**Task statement**
Which lines of the entries below hold the word "yellow"? Report each of them.

BEGIN Given records

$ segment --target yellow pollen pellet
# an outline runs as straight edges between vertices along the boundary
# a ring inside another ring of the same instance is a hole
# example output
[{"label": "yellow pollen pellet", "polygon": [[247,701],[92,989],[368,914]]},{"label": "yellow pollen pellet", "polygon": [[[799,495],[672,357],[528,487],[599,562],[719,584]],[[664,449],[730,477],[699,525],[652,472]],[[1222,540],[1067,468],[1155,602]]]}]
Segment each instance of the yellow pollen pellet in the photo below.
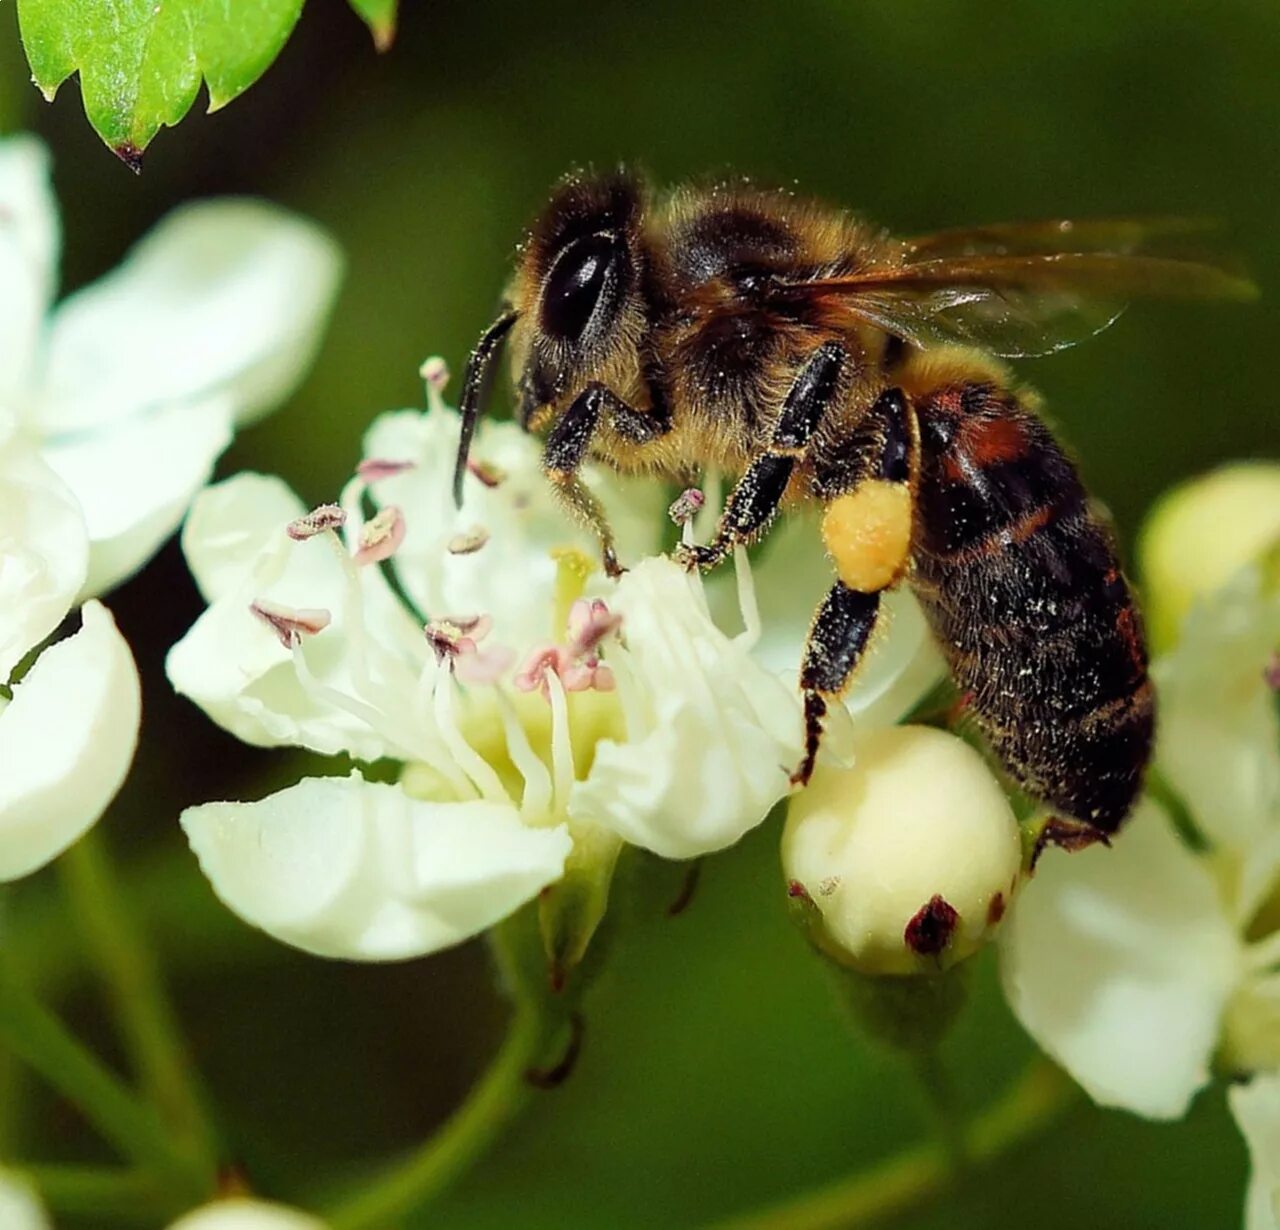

END Given records

**Answer space**
$ segment --target yellow pollen pellet
[{"label": "yellow pollen pellet", "polygon": [[247,701],[92,989],[368,914]]},{"label": "yellow pollen pellet", "polygon": [[[799,495],[672,357],[528,487],[599,562],[719,584]],[[664,449],[730,477],[699,525],[652,472]],[[1222,540],[1067,468],[1155,602]]]}]
Segment each instance of the yellow pollen pellet in the photo below.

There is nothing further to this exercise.